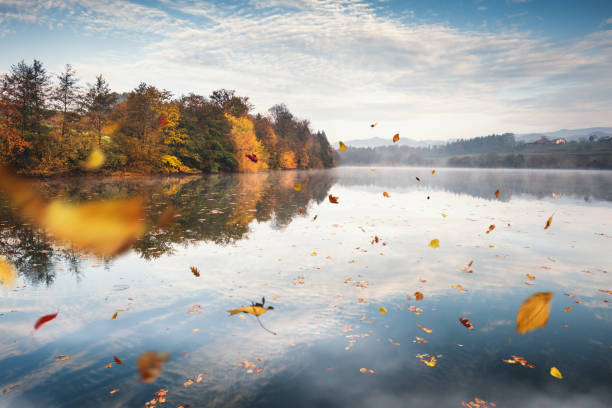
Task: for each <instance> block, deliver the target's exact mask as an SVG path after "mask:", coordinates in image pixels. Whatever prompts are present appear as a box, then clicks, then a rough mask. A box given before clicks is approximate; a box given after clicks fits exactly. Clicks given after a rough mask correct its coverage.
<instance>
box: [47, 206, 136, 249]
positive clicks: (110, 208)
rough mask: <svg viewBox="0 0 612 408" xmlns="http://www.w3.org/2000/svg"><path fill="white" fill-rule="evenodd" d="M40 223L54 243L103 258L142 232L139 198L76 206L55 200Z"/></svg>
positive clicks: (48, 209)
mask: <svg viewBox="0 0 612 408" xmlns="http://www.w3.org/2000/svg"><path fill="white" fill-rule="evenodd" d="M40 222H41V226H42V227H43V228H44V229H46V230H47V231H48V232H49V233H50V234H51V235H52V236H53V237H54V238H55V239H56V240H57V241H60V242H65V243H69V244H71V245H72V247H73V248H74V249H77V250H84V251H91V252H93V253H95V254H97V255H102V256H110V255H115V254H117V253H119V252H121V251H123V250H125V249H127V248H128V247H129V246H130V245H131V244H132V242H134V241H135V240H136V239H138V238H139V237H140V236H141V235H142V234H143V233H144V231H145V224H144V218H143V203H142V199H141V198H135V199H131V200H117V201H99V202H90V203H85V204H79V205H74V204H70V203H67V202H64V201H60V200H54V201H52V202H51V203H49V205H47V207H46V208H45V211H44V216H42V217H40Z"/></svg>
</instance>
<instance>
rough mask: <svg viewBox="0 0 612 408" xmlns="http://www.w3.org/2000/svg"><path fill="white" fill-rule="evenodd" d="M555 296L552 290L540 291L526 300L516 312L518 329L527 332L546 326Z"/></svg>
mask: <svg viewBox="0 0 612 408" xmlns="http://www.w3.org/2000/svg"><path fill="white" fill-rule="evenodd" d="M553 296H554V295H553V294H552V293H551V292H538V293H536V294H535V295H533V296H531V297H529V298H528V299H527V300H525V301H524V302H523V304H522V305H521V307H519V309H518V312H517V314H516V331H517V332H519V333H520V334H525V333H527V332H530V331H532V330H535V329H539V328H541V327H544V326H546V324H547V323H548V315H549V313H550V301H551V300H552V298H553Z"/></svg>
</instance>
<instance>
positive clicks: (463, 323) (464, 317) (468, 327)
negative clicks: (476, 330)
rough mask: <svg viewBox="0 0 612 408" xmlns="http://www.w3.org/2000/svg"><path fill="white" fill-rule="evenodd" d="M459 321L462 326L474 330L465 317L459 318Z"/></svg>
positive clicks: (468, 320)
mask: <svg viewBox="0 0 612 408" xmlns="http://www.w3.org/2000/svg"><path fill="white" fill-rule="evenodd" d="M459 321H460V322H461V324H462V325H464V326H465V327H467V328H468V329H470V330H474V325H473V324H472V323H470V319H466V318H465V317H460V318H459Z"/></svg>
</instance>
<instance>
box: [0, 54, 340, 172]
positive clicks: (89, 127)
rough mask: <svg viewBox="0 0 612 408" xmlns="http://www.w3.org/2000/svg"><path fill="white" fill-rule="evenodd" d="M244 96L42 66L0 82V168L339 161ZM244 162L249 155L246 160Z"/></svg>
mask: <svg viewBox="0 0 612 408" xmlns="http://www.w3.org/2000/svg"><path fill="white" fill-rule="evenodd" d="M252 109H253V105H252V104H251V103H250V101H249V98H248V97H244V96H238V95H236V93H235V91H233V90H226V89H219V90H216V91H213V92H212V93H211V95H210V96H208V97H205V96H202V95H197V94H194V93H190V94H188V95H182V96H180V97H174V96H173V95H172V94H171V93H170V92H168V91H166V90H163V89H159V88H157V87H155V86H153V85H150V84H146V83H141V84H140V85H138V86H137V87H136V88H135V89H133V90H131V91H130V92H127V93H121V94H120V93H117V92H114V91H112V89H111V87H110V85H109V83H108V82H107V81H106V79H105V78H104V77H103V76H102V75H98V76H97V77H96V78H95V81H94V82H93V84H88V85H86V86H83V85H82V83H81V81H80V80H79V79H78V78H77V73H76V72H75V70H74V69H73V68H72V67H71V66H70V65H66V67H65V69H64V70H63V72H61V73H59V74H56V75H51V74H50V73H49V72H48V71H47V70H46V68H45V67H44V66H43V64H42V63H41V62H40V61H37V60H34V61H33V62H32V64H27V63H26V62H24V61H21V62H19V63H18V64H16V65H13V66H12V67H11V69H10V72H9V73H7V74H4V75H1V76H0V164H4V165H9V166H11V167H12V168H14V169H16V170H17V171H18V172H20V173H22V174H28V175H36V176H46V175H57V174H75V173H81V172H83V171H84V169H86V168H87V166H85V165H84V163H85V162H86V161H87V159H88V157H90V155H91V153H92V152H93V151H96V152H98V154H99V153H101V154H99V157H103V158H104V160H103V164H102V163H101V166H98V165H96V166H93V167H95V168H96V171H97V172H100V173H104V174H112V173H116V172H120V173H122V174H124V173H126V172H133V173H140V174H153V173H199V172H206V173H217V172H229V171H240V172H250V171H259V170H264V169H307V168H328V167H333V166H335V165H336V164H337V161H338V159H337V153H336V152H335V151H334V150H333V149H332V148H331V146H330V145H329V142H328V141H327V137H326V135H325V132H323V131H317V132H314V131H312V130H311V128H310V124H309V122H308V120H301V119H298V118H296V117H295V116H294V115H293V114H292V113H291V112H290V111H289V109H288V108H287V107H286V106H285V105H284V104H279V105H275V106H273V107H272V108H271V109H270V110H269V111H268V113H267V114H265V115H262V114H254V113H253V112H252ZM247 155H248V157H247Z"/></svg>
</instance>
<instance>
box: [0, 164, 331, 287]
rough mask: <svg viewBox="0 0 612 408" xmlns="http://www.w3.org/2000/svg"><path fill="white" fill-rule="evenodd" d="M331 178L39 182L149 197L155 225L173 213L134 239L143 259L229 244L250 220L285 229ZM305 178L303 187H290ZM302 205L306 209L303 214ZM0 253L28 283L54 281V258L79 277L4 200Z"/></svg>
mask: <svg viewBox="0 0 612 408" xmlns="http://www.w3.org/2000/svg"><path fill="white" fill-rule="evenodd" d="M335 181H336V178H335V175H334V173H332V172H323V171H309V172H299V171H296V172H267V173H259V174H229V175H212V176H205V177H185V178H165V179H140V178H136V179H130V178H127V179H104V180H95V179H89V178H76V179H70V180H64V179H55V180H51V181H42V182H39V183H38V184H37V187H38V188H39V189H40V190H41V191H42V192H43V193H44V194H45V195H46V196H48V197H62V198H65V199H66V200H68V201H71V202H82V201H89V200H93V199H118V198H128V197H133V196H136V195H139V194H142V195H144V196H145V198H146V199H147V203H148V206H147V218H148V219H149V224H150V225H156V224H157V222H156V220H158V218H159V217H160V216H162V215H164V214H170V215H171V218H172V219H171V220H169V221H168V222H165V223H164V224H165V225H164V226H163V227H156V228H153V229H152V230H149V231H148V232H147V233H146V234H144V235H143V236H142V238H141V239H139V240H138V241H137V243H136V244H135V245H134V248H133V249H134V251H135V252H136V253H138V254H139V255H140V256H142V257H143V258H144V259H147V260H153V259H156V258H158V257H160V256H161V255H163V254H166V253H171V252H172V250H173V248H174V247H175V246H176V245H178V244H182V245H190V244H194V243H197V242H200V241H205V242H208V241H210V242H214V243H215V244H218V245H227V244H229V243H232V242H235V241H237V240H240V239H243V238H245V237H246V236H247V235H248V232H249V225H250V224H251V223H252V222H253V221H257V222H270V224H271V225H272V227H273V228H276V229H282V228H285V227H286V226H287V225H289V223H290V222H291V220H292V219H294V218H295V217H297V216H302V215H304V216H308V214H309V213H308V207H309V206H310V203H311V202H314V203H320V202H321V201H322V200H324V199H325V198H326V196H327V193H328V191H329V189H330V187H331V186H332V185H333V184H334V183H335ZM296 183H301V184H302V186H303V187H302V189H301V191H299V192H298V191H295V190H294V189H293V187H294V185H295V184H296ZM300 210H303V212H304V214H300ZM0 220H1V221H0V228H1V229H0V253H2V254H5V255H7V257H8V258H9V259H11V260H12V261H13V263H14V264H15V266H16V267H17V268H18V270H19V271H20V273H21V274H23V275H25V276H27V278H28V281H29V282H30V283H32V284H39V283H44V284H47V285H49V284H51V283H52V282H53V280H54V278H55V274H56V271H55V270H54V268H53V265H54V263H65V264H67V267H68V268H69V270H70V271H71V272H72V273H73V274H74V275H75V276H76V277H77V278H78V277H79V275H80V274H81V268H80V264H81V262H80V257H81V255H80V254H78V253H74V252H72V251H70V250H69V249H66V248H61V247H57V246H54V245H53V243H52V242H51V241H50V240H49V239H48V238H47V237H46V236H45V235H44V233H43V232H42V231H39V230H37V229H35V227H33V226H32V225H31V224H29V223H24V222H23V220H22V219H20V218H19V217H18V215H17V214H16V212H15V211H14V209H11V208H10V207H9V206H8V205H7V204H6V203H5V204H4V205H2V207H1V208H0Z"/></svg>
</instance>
*****
* **GOAL OF THE EXERCISE**: Write out the listing above verbatim, from its beginning up to and including the line that contains "positive clicks: (48, 209)", and leave the pictures out.

* **SOLUTION**:
Task: for each <instance> block, deliver the target's exact mask as an SVG path after "mask:", coordinates in image pixels. Whatever prompts are present appear as a box, then clicks, then a rough mask. A box given before clicks is approximate; a box given after clicks fits exactly. Clicks given after a rough mask correct its coverage.
<instance>
box: [47, 206, 136, 249]
positive clicks: (110, 208)
rough mask: <svg viewBox="0 0 612 408" xmlns="http://www.w3.org/2000/svg"><path fill="white" fill-rule="evenodd" d="M40 223L54 243L103 258L142 232L139 198L76 206L55 200Z"/></svg>
positive clicks: (48, 209)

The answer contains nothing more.